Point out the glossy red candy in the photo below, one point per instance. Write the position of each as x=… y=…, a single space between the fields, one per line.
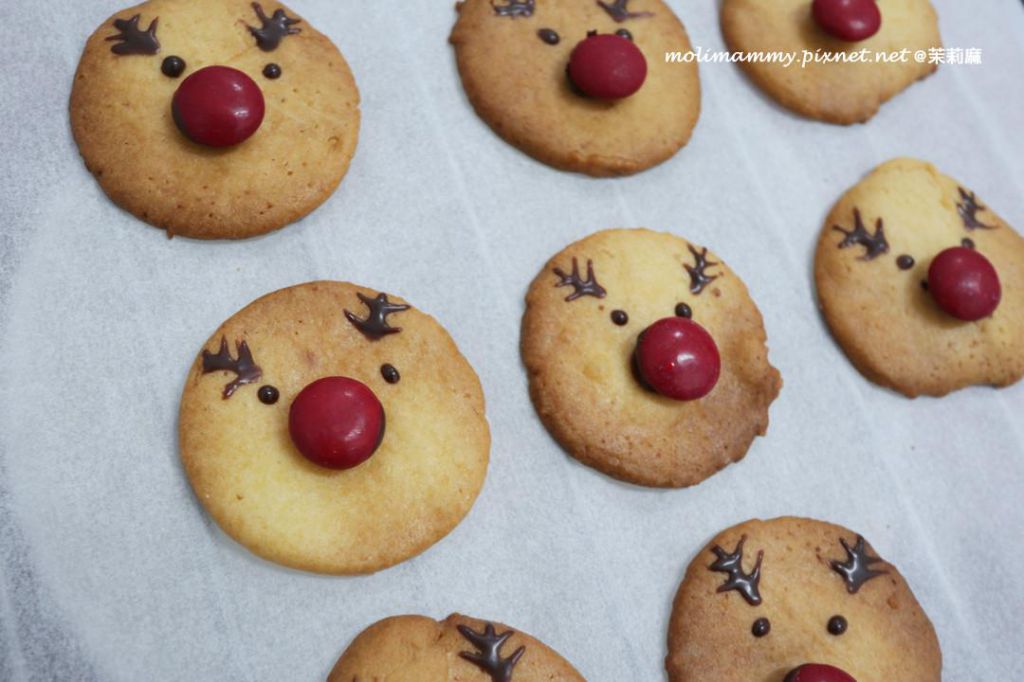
x=218 y=107
x=336 y=422
x=607 y=67
x=848 y=19
x=964 y=284
x=678 y=358
x=818 y=673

::::::::

Express the data above as a Markdown table with the columns Row and Text, giving each line its own numbered row and leaving out blank lines. Omit the pictures from the table.

§ Solution to the exercise
| Row | Text |
|---|---|
| 1 | Point out the glossy red candy in the photo below, one point per instance. Write the position of each as x=… y=…, a single space between the fields, one per line. |
| 2 | x=218 y=107 |
| 3 | x=336 y=422 |
| 4 | x=607 y=67 |
| 5 | x=848 y=19 |
| 6 | x=964 y=284 |
| 7 | x=678 y=358 |
| 8 | x=818 y=673 |